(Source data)
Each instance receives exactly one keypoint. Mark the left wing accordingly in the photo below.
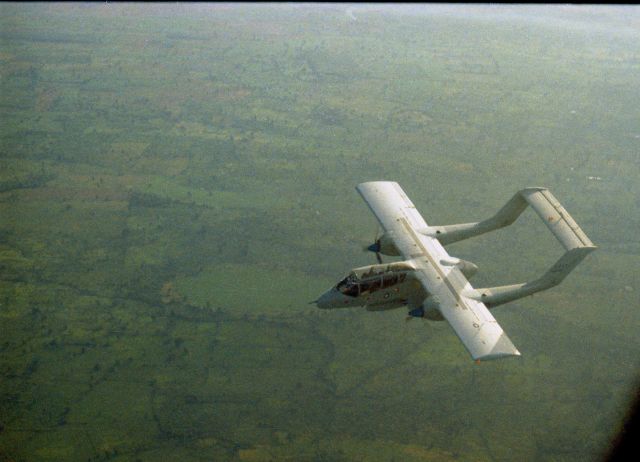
(470, 319)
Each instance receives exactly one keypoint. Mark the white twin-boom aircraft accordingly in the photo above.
(435, 285)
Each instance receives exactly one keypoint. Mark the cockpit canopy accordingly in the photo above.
(353, 285)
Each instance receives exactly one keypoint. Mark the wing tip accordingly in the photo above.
(498, 355)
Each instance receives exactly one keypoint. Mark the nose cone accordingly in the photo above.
(328, 299)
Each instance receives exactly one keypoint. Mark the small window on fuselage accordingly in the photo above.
(348, 286)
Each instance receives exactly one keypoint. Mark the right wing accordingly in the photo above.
(470, 319)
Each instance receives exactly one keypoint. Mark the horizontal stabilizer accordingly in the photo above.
(554, 216)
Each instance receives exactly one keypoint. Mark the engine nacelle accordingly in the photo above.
(466, 267)
(429, 310)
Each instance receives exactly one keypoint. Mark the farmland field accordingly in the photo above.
(177, 183)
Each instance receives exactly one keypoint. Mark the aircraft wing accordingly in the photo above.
(444, 282)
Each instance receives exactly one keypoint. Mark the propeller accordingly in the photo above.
(375, 247)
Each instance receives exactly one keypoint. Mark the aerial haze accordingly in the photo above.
(177, 183)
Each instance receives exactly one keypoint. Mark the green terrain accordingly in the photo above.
(177, 183)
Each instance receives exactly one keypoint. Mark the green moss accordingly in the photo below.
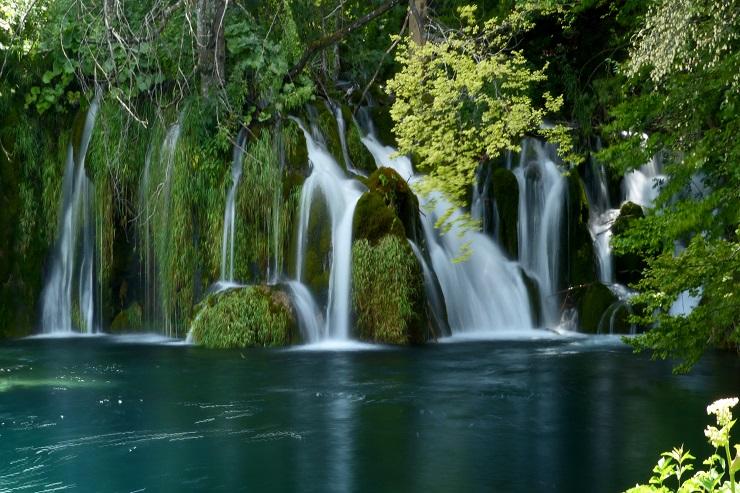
(628, 267)
(246, 317)
(130, 319)
(593, 303)
(374, 219)
(388, 292)
(389, 200)
(581, 261)
(358, 153)
(383, 124)
(505, 192)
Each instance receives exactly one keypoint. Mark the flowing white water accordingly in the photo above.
(154, 209)
(542, 196)
(483, 293)
(642, 186)
(340, 194)
(308, 312)
(342, 128)
(601, 218)
(227, 244)
(76, 224)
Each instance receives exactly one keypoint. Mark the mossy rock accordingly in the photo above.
(505, 193)
(533, 293)
(388, 202)
(628, 267)
(358, 153)
(388, 292)
(128, 320)
(628, 213)
(317, 261)
(374, 219)
(254, 316)
(580, 269)
(592, 303)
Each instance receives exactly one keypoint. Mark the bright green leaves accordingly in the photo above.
(719, 477)
(464, 99)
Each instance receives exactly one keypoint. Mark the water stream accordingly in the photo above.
(483, 293)
(73, 258)
(340, 194)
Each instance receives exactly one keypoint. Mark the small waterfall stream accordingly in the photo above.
(542, 196)
(341, 194)
(485, 292)
(227, 244)
(73, 258)
(155, 192)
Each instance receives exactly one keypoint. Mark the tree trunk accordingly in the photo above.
(417, 20)
(211, 44)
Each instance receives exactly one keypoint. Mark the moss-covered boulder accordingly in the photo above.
(388, 292)
(580, 269)
(505, 192)
(628, 267)
(129, 319)
(593, 302)
(389, 207)
(254, 316)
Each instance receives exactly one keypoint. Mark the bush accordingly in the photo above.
(721, 469)
(388, 292)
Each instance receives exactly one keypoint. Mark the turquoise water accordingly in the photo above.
(570, 415)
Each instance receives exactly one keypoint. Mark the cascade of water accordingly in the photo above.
(642, 185)
(342, 127)
(309, 315)
(485, 292)
(341, 195)
(154, 208)
(227, 244)
(76, 222)
(601, 218)
(431, 289)
(542, 195)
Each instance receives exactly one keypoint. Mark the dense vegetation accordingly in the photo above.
(463, 82)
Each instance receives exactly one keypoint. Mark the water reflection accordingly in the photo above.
(550, 415)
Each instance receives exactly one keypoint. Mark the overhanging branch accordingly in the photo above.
(326, 41)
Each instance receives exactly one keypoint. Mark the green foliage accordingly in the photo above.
(466, 97)
(687, 104)
(388, 292)
(721, 471)
(244, 317)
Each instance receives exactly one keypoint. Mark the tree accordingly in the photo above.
(465, 96)
(684, 93)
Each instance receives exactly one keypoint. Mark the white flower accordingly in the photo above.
(718, 438)
(721, 408)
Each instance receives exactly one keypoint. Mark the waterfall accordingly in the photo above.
(341, 194)
(642, 185)
(601, 218)
(227, 244)
(154, 205)
(307, 311)
(485, 292)
(342, 128)
(73, 257)
(542, 194)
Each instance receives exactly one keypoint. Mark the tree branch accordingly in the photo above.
(326, 41)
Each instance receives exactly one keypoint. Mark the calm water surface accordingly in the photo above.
(570, 415)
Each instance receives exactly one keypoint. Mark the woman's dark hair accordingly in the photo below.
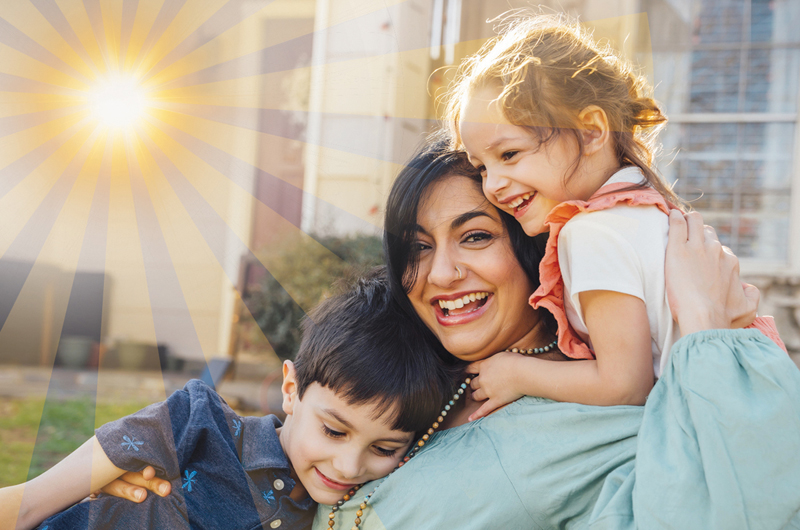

— Goal —
From the data above, return each line that includes the string "below".

— Exercise response —
Each instance receives exactly one keypoint. Mark the left wing accordingly in the photo below.
Each instance receives exactly one keypoint. Mark the green moss accordingly in the photo below.
Each instance receives exactly one keypoint. Mark the woman's dark hair accordingly in the photo below.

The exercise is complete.